─── Excerpted records

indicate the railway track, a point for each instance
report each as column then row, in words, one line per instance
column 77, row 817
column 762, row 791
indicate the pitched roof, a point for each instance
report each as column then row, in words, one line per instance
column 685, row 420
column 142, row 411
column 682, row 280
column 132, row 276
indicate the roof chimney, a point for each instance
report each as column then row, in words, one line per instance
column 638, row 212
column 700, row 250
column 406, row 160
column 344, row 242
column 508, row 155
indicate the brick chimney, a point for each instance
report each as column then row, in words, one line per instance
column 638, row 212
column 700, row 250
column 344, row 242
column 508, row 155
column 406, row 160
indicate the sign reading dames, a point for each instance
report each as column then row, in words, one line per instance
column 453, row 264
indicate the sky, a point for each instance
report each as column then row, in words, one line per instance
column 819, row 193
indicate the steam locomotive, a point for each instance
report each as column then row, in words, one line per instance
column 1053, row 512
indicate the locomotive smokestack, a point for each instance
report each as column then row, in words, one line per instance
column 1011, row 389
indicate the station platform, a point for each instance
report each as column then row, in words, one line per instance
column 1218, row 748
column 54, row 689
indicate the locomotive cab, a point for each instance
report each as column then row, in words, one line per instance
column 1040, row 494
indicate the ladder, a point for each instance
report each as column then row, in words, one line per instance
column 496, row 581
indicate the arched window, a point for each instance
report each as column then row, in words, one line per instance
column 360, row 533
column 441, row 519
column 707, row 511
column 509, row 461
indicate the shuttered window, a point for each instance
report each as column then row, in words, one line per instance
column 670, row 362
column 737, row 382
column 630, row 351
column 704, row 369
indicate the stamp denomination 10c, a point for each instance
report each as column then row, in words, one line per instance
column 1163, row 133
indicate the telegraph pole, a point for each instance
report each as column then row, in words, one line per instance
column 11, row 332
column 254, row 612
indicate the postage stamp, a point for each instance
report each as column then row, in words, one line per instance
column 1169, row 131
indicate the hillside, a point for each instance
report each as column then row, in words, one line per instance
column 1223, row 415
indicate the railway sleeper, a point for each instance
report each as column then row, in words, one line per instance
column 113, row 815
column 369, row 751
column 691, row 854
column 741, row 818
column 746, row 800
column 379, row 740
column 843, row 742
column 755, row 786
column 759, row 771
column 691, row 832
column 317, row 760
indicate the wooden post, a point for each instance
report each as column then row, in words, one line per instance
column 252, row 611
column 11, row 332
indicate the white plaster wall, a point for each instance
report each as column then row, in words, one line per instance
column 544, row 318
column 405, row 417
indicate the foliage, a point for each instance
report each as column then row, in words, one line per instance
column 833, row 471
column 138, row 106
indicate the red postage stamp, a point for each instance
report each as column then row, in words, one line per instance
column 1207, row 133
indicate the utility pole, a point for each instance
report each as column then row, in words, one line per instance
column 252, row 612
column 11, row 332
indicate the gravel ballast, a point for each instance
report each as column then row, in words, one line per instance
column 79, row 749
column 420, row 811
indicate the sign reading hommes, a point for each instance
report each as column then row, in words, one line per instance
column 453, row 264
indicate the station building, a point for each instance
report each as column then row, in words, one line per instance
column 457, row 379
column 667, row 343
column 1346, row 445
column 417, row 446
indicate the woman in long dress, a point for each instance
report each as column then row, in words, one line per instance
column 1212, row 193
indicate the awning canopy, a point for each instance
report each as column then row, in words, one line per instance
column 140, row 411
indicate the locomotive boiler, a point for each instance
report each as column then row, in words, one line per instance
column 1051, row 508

──────

» **Problem description**
Write out every line of the listing above with no changes.

» **Completed exercise**
indicate the railway track, a point for each instance
report each as column then row, in words, one line per instance
column 77, row 817
column 762, row 791
indicate the pitched roof, a point for each instance
report each as column then row, in words, one line per instance
column 685, row 420
column 142, row 411
column 682, row 280
column 132, row 276
indicate the roof chimney, a point for each instance
report each as column then row, in words, one line per instance
column 638, row 212
column 700, row 250
column 406, row 160
column 344, row 242
column 508, row 155
indicate the brick chimney, a point for each instance
report each as column then row, in words, one line per instance
column 638, row 212
column 700, row 250
column 344, row 242
column 508, row 155
column 406, row 160
indicate the sign reading dames, a point for each instance
report each as column then row, in words, one line per instance
column 453, row 264
indicate the sky, a point for each instance
report each as column then row, in words, one line per instance
column 819, row 193
indicate the steam locomotive, a point for each instance
report each as column then row, in words, one line per instance
column 1053, row 512
indicate the locomotive smokestack, a point for each instance
report each as column then row, in words, one line per instance
column 1011, row 389
indicate the station platform, a point for each instance
report each as column then row, in words, one line per instance
column 1218, row 748
column 54, row 689
indicate the locomotive cab, a point for each instance
report each as column then row, in words, one line per instance
column 1040, row 494
indicate the ladder, a point for each instance
report each as column then row, in words, one line per instance
column 496, row 581
indicate the arched window, a point for each instance
report each as column then row, in words, one line per instance
column 360, row 533
column 441, row 519
column 707, row 511
column 509, row 461
indicate the shuttered window, a point for each instance
report each as column then row, in words, one line per instance
column 670, row 362
column 737, row 382
column 630, row 351
column 704, row 369
indicate the stamp denomination 10c, a point for each instance
report each as column then row, in words, one line per instance
column 1163, row 133
indicate the telegraph pole, a point for each instance
report each as column then row, in words, one line per instance
column 11, row 332
column 254, row 612
indicate the postage stamp, a point for each instance
report each as column then row, in words, one line per instance
column 1169, row 131
indicate the hillside, a point for each instance
report each as column then row, in words, one line per instance
column 1223, row 415
indicate the railway sleeper, a point for each instance
report each as column then row, in words, one line per instance
column 113, row 815
column 369, row 751
column 691, row 854
column 741, row 818
column 746, row 800
column 379, row 740
column 843, row 742
column 755, row 786
column 759, row 771
column 691, row 832
column 317, row 760
indicate the wooden post, a point for each instance
report each as column then row, in words, one line per instance
column 252, row 611
column 11, row 332
indicate the white plaster wall, a point for each instance
report each as column then row, in words, one line per instance
column 544, row 318
column 405, row 417
indicate the foliage, a point for each instance
report each as column then row, in words, one line per instance
column 833, row 471
column 138, row 106
indicate the red postage stamp, a point for each instance
report each as column then row, in words, one line per instance
column 1207, row 133
indicate the utility pole, a point for each instance
report each as column then row, in words, one line per instance
column 252, row 612
column 11, row 332
indicate the gravel ballast, a point for each instance
report each as column then row, in words, one line per instance
column 79, row 749
column 420, row 811
indicate the sign reading hommes, a point for each instance
report each as column then row, in words, one line per instance
column 453, row 264
indicate the station building, a point for each instance
report each as column then row, in words, one line per instance
column 457, row 379
column 667, row 343
column 1346, row 445
column 417, row 446
indicate the woman in long dress, a point for each instance
report each as column then row, in words, one line per instance
column 1212, row 193
indicate the awning canopy, a point for each instance
report each as column then row, in words, one line per instance
column 140, row 411
indicate the locomotive boiler, a point for each instance
report each as column then row, in words, one line per instance
column 1051, row 508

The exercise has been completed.